Give a verbatim copy of the lines below, minus the pictures.

####

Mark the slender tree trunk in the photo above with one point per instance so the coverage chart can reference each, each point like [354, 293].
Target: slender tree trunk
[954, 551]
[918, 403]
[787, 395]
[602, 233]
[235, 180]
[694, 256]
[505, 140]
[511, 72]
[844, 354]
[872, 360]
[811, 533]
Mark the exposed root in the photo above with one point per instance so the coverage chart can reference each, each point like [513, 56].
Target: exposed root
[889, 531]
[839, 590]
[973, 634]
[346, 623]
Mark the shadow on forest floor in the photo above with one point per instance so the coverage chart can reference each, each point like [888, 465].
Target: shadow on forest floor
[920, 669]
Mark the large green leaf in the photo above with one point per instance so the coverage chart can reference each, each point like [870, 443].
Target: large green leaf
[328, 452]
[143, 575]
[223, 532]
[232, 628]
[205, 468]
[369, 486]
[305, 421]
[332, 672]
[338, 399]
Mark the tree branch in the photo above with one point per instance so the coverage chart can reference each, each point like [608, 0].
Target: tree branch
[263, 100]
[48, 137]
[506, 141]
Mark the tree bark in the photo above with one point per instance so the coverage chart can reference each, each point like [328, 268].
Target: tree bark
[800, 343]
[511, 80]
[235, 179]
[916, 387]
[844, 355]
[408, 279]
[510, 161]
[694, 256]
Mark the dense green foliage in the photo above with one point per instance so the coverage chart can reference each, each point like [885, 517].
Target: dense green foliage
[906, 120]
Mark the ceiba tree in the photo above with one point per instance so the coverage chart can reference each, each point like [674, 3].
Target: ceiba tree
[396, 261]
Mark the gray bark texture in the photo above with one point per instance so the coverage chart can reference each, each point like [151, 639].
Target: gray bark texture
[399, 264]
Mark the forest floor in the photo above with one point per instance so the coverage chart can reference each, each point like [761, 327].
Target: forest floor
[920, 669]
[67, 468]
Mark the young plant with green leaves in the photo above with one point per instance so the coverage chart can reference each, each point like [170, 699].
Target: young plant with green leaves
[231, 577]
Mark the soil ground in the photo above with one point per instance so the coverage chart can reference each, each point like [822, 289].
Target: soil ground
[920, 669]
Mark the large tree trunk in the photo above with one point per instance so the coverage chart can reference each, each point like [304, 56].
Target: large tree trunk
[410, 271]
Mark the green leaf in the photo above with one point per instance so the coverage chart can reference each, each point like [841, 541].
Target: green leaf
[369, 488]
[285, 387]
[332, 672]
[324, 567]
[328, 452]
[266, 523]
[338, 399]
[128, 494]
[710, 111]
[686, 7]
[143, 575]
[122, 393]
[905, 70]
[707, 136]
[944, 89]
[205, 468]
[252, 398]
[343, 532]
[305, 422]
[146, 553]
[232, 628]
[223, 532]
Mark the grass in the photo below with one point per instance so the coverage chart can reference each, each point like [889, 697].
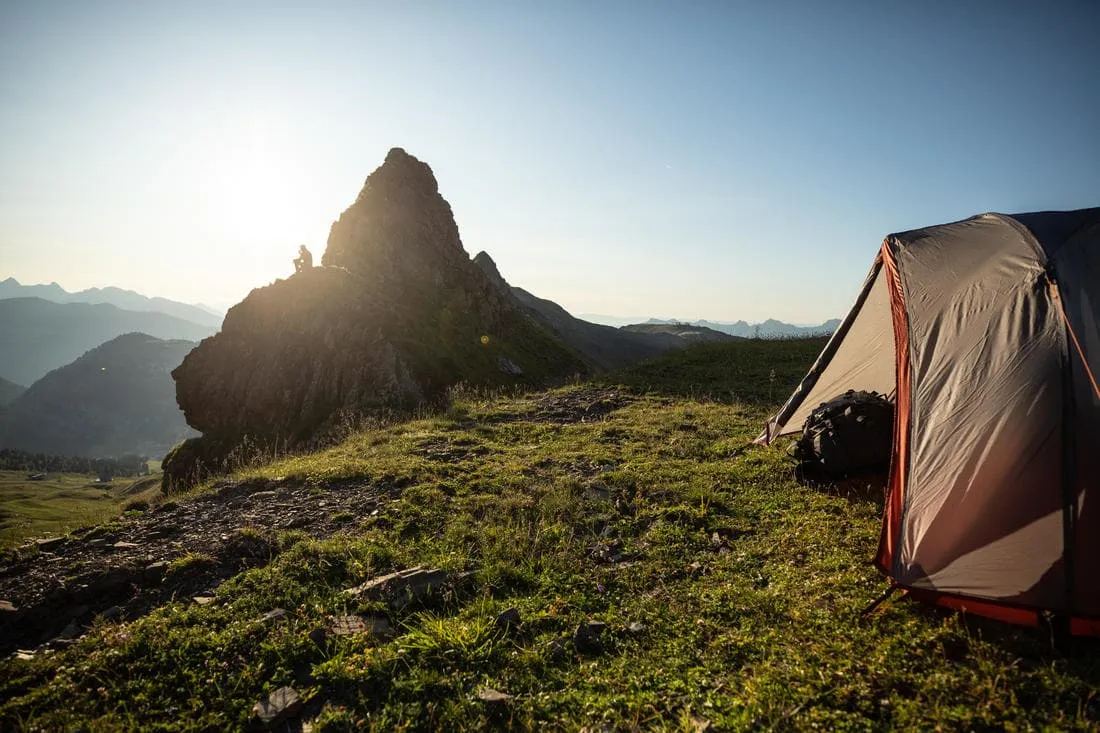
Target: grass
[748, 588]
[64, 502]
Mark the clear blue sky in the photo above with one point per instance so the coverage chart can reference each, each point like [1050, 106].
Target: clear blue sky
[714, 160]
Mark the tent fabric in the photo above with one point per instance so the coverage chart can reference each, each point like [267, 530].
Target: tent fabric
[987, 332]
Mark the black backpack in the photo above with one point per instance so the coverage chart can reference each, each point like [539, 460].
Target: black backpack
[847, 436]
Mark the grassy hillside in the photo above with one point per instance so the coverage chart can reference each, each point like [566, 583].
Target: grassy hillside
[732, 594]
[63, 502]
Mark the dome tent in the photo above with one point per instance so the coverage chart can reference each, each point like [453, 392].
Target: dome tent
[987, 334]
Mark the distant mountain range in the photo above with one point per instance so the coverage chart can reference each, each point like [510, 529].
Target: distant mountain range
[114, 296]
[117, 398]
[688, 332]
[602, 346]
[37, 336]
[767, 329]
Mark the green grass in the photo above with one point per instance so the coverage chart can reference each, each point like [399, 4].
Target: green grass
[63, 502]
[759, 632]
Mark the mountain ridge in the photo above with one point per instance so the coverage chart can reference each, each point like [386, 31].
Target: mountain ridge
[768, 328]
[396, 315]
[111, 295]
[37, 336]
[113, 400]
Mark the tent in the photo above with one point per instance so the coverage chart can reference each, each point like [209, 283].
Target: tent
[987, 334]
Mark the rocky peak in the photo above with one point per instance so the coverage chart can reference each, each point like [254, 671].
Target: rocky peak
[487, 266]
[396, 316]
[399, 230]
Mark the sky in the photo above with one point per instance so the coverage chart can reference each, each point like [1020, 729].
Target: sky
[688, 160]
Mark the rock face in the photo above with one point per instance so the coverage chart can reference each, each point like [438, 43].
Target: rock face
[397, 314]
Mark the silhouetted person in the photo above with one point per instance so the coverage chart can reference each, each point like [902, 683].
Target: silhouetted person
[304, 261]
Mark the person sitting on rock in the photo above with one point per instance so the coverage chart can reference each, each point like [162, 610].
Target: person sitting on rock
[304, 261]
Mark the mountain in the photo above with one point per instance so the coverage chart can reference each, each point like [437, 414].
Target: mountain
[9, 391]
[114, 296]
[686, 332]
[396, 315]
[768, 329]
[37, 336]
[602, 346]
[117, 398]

####

WORKED ANSWER —
Mark the slender tree trunk in the photo above with one point per instance so the coverage chart can reference each, each point like [354, 293].
Target: slender tree trunk
[954, 551]
[918, 403]
[787, 395]
[602, 233]
[235, 180]
[694, 256]
[505, 140]
[511, 72]
[844, 354]
[872, 360]
[811, 533]
Mark the exposed root in the photo above with one point per instance so the coverage chart can reference each, each point like [513, 56].
Target: exposed root
[889, 531]
[839, 590]
[973, 634]
[346, 623]
Mark the shadow on forest floor in the photo above with one point per instance so the coverage chart can reference each, each point like [888, 465].
Target: shadow on forest floor
[920, 669]
Mark the large green leaf in the photo above with one point per instance so the coverage chart can reference each, each point like [870, 443].
Target: large green leaf
[328, 452]
[143, 575]
[223, 532]
[232, 628]
[205, 468]
[369, 486]
[305, 421]
[332, 672]
[338, 399]
Mark the tree branch in the photo above with one point per instance so the coverage chart can reference each, each point like [608, 0].
Target: tree branch
[263, 100]
[48, 137]
[506, 141]
Mark the tree bark in the photo above with one point per instance so the coverage chart can reference each, each point like [328, 268].
Target: tree bark
[800, 343]
[511, 80]
[235, 179]
[916, 387]
[844, 355]
[408, 279]
[510, 161]
[694, 256]
Mark the dense green foliage in the photo above with one point per instance so the coverage chart can reference each, each point like [885, 517].
Target: dense green foliage
[906, 120]
Mark the ceiba tree in the photo above with one point per instance so the coverage chart can reference each, each point like [674, 3].
Target: ceiba tree
[396, 261]
Mark the gray bark texture in the photo above with one point per instance so the coverage chart can reference each, each point like [151, 639].
Target: gray bark texture
[399, 264]
Mark the forest floor in the photo above with one point per instance so the coverage chart can reference each, each point like [761, 327].
Target: forest floor
[920, 669]
[67, 468]
Mark the young plant with green leaves in the photo above with one point per instance so the coverage chart can reference each, each point like [170, 699].
Target: young plant with green leaves
[231, 577]
Mark the soil ground in the photo above with one point per instance so the coverage chart can reference each, each point like [822, 289].
Target: soil ground
[920, 669]
Mark the large tree trunk in the photo above with one point per instance so the coverage chart can reference each, each point like [304, 56].
Target: large tree trunk
[410, 271]
Mark the green leaf in the photo above with one point per instance so the coverage chart can reference each, each point like [841, 541].
Target: green leaf
[369, 488]
[285, 387]
[332, 672]
[324, 567]
[328, 452]
[266, 523]
[338, 399]
[128, 494]
[710, 111]
[686, 7]
[143, 575]
[122, 393]
[905, 70]
[707, 136]
[944, 89]
[205, 468]
[252, 398]
[343, 532]
[305, 422]
[146, 553]
[232, 628]
[223, 532]
Mark the grass in the photo below with one point per instance so the coverage chart can reference each, each point like [889, 697].
Target: grass
[748, 588]
[64, 502]
Mark the clear blue sky in the photo above with one point per instance so the coverage chart can reference each, each point like [1050, 106].
Target: clear blue sky
[714, 160]
Mark the tent fabric in the photo above with one point per instance so the coverage chart can reference each, each point like [267, 530].
Target: tent fabric
[987, 332]
Mark the black backpack in the photo above with one point per instance so the coverage chart can reference each, each point like [539, 460].
Target: black backpack
[847, 436]
Mark the grassy hillside in the photo above with one point per instance so the coverage chart can reference each, each point like [566, 583].
Target: grassy hillside
[732, 594]
[63, 502]
Mark the dome tent in the photo above with one point per instance so the coverage chart can reference each, each point like [453, 392].
Target: dome tent
[987, 334]
Mark the distant mountain range in the photo above with one point per instance so the coverage chart can reference each, each point like [510, 529].
Target: distant mountain range
[114, 296]
[117, 398]
[688, 332]
[602, 346]
[37, 336]
[767, 329]
Mark the green grass in the photo above with one point per instance so the coverage chart can reference each, each point like [399, 4].
Target: green grass
[63, 502]
[759, 632]
Mark the mountain ridge in the photo above with one point per instance so the coverage chart can reference each, each point like [386, 31].
Target: mountain ridge
[768, 328]
[396, 315]
[111, 295]
[37, 336]
[113, 400]
Mark the tent in the photo above with one point per instance so the coverage chart can reference each, each point like [209, 283].
Target: tent
[987, 334]
Mark the rocky peak in the photo above with one point per instance so the coverage chart can reference each, each point like [254, 671].
Target: rocky peak
[487, 266]
[396, 316]
[399, 230]
Mark the sky in the photo above with one point per instance so the coverage chart can reference each, each point like [1020, 729].
Target: sky
[688, 160]
Mark the rock face in the photo above with one point per instance so the coverage chart can reference each, each point like [438, 43].
Target: rock face
[397, 314]
Mark the silhouetted person in the photo above with one point per instance so the coverage chart can reference each, each point like [902, 683].
Target: silhouetted person
[304, 261]
Mark the person sitting on rock in the photo above with one point per instance so the coverage chart can reference each, each point like [162, 610].
Target: person sitting on rock
[304, 261]
Mark the mountain in the photo above with one point per instance so the coverage chart can reference each, each point like [437, 414].
Target: mountain
[9, 391]
[114, 296]
[686, 332]
[396, 315]
[768, 329]
[37, 336]
[602, 346]
[117, 398]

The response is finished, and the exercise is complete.